Repeat all the data that appears below, keeping it exact.

=====

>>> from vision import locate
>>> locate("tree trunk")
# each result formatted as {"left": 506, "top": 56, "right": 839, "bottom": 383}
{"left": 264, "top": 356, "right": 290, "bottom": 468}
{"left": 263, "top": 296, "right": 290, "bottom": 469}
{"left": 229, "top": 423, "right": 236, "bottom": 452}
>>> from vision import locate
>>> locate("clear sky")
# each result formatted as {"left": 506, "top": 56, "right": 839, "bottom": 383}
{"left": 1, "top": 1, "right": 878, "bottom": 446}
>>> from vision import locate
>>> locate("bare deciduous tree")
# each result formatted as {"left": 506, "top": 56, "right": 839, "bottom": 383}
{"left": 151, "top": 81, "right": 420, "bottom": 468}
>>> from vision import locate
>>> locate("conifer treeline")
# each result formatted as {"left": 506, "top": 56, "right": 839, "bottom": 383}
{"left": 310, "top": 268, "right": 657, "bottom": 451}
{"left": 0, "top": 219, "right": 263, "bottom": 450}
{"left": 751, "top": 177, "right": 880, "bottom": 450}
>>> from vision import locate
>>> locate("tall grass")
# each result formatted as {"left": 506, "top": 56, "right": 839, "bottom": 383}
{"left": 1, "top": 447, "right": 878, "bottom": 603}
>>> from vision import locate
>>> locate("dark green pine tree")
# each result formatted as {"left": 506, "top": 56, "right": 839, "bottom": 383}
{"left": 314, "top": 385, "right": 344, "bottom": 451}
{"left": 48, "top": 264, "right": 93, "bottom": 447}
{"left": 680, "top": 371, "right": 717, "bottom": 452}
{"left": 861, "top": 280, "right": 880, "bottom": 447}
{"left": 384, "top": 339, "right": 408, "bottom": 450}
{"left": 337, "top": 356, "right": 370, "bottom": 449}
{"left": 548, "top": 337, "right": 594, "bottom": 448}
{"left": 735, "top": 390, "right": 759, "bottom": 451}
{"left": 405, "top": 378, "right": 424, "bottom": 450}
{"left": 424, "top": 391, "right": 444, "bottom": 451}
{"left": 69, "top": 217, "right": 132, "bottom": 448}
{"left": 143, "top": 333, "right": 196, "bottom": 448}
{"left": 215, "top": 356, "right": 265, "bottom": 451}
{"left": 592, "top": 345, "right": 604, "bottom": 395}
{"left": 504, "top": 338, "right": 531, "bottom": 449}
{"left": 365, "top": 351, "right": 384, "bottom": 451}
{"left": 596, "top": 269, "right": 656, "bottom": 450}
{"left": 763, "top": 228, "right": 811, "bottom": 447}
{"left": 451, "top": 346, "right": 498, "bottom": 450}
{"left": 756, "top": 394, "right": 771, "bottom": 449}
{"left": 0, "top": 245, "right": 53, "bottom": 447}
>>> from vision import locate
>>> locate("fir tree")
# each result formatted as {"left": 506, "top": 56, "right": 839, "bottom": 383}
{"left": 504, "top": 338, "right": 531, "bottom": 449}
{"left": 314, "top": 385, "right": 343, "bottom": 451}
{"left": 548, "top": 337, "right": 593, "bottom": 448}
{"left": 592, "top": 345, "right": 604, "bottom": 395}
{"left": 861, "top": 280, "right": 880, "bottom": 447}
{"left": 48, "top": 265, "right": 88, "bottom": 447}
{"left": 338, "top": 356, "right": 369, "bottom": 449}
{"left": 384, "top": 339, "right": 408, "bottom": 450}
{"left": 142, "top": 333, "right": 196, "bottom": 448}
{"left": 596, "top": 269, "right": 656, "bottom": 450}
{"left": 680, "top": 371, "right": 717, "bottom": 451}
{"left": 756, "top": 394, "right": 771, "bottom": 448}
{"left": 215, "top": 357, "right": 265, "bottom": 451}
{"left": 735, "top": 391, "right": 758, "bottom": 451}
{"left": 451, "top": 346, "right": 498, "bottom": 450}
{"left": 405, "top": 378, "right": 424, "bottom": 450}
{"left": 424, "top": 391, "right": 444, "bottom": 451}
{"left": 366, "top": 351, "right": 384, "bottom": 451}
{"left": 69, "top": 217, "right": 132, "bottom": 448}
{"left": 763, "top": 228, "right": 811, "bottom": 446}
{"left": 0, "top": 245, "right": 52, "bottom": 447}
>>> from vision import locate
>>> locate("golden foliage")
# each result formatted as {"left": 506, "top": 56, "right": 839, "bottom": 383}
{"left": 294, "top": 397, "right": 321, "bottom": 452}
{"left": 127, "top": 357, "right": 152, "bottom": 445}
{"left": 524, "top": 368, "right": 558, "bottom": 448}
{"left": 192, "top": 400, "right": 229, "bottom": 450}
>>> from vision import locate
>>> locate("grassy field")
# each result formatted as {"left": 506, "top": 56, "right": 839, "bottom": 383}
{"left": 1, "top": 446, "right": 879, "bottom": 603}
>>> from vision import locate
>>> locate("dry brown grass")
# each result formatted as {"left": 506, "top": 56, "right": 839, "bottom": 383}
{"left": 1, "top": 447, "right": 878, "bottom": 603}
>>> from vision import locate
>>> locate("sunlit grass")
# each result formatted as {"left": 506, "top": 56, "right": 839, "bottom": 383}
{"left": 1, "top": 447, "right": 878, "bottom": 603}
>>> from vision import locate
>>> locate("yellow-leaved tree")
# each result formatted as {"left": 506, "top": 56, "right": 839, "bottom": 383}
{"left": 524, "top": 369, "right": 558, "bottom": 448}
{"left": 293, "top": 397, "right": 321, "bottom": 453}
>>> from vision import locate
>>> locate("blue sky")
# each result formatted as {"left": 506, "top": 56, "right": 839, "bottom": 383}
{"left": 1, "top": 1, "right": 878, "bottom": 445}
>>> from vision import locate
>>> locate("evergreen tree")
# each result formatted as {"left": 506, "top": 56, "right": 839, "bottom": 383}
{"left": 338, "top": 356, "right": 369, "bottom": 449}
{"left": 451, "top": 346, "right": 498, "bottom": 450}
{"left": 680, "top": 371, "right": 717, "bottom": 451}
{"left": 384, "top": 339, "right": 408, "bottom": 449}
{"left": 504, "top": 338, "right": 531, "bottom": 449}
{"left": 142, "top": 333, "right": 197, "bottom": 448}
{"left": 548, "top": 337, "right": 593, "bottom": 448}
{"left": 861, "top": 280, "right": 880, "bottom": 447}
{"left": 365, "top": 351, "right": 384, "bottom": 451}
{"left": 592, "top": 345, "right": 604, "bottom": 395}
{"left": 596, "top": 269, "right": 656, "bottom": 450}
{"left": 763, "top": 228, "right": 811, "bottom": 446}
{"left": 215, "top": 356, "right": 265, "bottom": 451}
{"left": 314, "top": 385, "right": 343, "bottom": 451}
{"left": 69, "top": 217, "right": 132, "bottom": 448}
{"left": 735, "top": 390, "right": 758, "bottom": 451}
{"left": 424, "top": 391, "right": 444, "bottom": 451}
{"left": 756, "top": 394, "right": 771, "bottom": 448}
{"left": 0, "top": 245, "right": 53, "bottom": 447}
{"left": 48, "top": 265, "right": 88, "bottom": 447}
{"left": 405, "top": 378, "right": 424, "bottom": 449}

=====

### Written solution:
>>> from vision import locate
>>> locate("tree trunk")
# each result formatted as {"left": 506, "top": 56, "right": 839, "bottom": 383}
{"left": 264, "top": 356, "right": 290, "bottom": 468}
{"left": 263, "top": 296, "right": 290, "bottom": 469}
{"left": 229, "top": 423, "right": 236, "bottom": 452}
>>> from vision import locate
>>> locate("clear sky")
# each result formatted as {"left": 506, "top": 56, "right": 839, "bottom": 383}
{"left": 1, "top": 1, "right": 878, "bottom": 446}
>>> from vision import locate
>>> locate("bare deciduous tree")
# each result formatted as {"left": 506, "top": 56, "right": 839, "bottom": 383}
{"left": 151, "top": 81, "right": 420, "bottom": 468}
>>> from vision import locate
>>> locate("conifer treeline")
# each result formatted as {"left": 506, "top": 56, "right": 839, "bottom": 383}
{"left": 310, "top": 268, "right": 657, "bottom": 451}
{"left": 0, "top": 219, "right": 263, "bottom": 450}
{"left": 751, "top": 177, "right": 880, "bottom": 450}
>>> from vision import locate
>>> locate("tall grass")
# each result formatted as {"left": 506, "top": 56, "right": 839, "bottom": 383}
{"left": 1, "top": 447, "right": 878, "bottom": 603}
>>> from vision import locate
>>> locate("dark green pine tree")
# each result formatted as {"left": 506, "top": 56, "right": 839, "bottom": 383}
{"left": 314, "top": 385, "right": 344, "bottom": 451}
{"left": 48, "top": 264, "right": 93, "bottom": 447}
{"left": 680, "top": 371, "right": 717, "bottom": 452}
{"left": 861, "top": 280, "right": 880, "bottom": 447}
{"left": 384, "top": 339, "right": 408, "bottom": 450}
{"left": 337, "top": 356, "right": 370, "bottom": 449}
{"left": 548, "top": 337, "right": 594, "bottom": 448}
{"left": 735, "top": 390, "right": 759, "bottom": 451}
{"left": 405, "top": 378, "right": 424, "bottom": 450}
{"left": 424, "top": 391, "right": 444, "bottom": 451}
{"left": 69, "top": 217, "right": 132, "bottom": 448}
{"left": 143, "top": 333, "right": 196, "bottom": 448}
{"left": 215, "top": 356, "right": 265, "bottom": 451}
{"left": 592, "top": 345, "right": 604, "bottom": 395}
{"left": 504, "top": 338, "right": 531, "bottom": 449}
{"left": 365, "top": 351, "right": 384, "bottom": 451}
{"left": 596, "top": 269, "right": 656, "bottom": 450}
{"left": 763, "top": 228, "right": 811, "bottom": 447}
{"left": 451, "top": 346, "right": 498, "bottom": 450}
{"left": 756, "top": 394, "right": 771, "bottom": 449}
{"left": 0, "top": 245, "right": 53, "bottom": 447}
>>> from vision import locate
>>> locate("fir tree")
# each result formatted as {"left": 506, "top": 56, "right": 839, "bottom": 383}
{"left": 504, "top": 338, "right": 531, "bottom": 449}
{"left": 314, "top": 385, "right": 343, "bottom": 451}
{"left": 548, "top": 337, "right": 593, "bottom": 448}
{"left": 592, "top": 345, "right": 604, "bottom": 395}
{"left": 861, "top": 280, "right": 880, "bottom": 447}
{"left": 48, "top": 265, "right": 88, "bottom": 447}
{"left": 338, "top": 356, "right": 369, "bottom": 449}
{"left": 384, "top": 339, "right": 408, "bottom": 450}
{"left": 142, "top": 333, "right": 196, "bottom": 448}
{"left": 596, "top": 269, "right": 656, "bottom": 450}
{"left": 680, "top": 371, "right": 717, "bottom": 451}
{"left": 756, "top": 394, "right": 771, "bottom": 448}
{"left": 215, "top": 357, "right": 265, "bottom": 451}
{"left": 735, "top": 391, "right": 758, "bottom": 451}
{"left": 451, "top": 346, "right": 498, "bottom": 450}
{"left": 405, "top": 378, "right": 424, "bottom": 450}
{"left": 424, "top": 391, "right": 444, "bottom": 451}
{"left": 366, "top": 351, "right": 384, "bottom": 451}
{"left": 69, "top": 217, "right": 132, "bottom": 448}
{"left": 763, "top": 228, "right": 811, "bottom": 446}
{"left": 0, "top": 245, "right": 52, "bottom": 447}
>>> from vision import locate
>>> locate("golden foliage")
# each result formatted as {"left": 506, "top": 56, "right": 839, "bottom": 383}
{"left": 294, "top": 397, "right": 321, "bottom": 452}
{"left": 127, "top": 357, "right": 152, "bottom": 445}
{"left": 524, "top": 368, "right": 558, "bottom": 448}
{"left": 192, "top": 400, "right": 229, "bottom": 450}
>>> from vision import locate
>>> locate("grassy field")
# each result formatted as {"left": 506, "top": 56, "right": 839, "bottom": 383}
{"left": 1, "top": 446, "right": 879, "bottom": 603}
>>> from vision import locate
>>> locate("dry brown grass")
# each result formatted as {"left": 506, "top": 56, "right": 839, "bottom": 383}
{"left": 1, "top": 447, "right": 878, "bottom": 603}
>>> from vision import locate
>>> locate("sunlit grass")
# each result formatted as {"left": 506, "top": 56, "right": 839, "bottom": 383}
{"left": 1, "top": 447, "right": 878, "bottom": 603}
>>> from vision import locate
>>> locate("yellow-leaved tree")
# each result formatted as {"left": 506, "top": 56, "right": 839, "bottom": 383}
{"left": 524, "top": 369, "right": 558, "bottom": 448}
{"left": 293, "top": 397, "right": 321, "bottom": 453}
>>> from vision import locate
>>> locate("blue sky")
# each result formatted as {"left": 506, "top": 56, "right": 839, "bottom": 383}
{"left": 1, "top": 1, "right": 878, "bottom": 445}
>>> from vision import locate
>>> locate("evergreen tree")
# each result formatted as {"left": 506, "top": 56, "right": 839, "bottom": 383}
{"left": 338, "top": 356, "right": 369, "bottom": 449}
{"left": 451, "top": 346, "right": 498, "bottom": 450}
{"left": 680, "top": 371, "right": 717, "bottom": 451}
{"left": 384, "top": 339, "right": 408, "bottom": 449}
{"left": 504, "top": 338, "right": 531, "bottom": 449}
{"left": 142, "top": 333, "right": 197, "bottom": 448}
{"left": 548, "top": 337, "right": 593, "bottom": 448}
{"left": 861, "top": 280, "right": 880, "bottom": 447}
{"left": 365, "top": 351, "right": 384, "bottom": 451}
{"left": 592, "top": 345, "right": 604, "bottom": 395}
{"left": 596, "top": 269, "right": 656, "bottom": 450}
{"left": 763, "top": 228, "right": 811, "bottom": 446}
{"left": 215, "top": 356, "right": 265, "bottom": 451}
{"left": 314, "top": 385, "right": 343, "bottom": 451}
{"left": 69, "top": 217, "right": 132, "bottom": 448}
{"left": 735, "top": 390, "right": 758, "bottom": 451}
{"left": 424, "top": 391, "right": 444, "bottom": 451}
{"left": 756, "top": 394, "right": 771, "bottom": 448}
{"left": 0, "top": 245, "right": 53, "bottom": 447}
{"left": 48, "top": 265, "right": 88, "bottom": 447}
{"left": 405, "top": 378, "right": 424, "bottom": 449}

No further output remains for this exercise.